### [DIRECTIONS]
Count the lines in the items below that contain the string "trunk". Reply with that number alone.

>> Start

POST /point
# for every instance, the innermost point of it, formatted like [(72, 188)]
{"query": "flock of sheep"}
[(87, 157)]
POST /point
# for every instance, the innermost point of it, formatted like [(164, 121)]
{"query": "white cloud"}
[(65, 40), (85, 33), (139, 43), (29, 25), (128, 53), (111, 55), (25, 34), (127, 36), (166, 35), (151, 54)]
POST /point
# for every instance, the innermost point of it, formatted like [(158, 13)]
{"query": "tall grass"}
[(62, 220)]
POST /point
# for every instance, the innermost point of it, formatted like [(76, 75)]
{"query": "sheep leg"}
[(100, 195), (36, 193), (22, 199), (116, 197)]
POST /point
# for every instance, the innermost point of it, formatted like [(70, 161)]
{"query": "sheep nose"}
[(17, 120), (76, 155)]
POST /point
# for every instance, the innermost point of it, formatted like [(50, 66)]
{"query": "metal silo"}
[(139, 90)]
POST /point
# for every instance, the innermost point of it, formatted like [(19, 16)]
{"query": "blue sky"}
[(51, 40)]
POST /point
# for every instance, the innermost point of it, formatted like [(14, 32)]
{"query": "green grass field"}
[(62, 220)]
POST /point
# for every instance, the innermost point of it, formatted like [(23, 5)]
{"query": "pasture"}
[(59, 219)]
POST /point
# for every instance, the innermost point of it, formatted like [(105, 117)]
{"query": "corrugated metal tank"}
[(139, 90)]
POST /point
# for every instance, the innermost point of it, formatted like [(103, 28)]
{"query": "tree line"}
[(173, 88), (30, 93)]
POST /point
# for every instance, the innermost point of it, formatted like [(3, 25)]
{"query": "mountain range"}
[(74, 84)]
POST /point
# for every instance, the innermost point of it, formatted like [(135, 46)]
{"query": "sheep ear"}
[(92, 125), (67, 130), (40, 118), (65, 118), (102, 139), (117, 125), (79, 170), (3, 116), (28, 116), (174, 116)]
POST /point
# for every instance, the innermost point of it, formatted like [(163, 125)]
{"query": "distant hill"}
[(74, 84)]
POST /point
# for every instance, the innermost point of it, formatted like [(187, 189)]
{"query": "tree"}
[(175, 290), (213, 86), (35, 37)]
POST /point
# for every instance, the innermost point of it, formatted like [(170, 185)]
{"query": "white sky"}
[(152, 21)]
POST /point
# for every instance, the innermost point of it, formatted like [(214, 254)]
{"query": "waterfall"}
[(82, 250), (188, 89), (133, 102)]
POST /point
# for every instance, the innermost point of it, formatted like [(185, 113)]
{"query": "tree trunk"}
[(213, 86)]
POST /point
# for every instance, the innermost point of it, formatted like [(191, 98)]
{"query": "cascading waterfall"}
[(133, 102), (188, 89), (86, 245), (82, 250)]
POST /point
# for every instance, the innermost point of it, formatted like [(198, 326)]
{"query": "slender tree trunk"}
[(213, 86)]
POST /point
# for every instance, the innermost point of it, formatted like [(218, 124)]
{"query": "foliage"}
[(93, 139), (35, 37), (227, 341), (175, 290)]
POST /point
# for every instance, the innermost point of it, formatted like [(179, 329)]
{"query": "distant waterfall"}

>> End

### [REPLY TO THE TASK]
2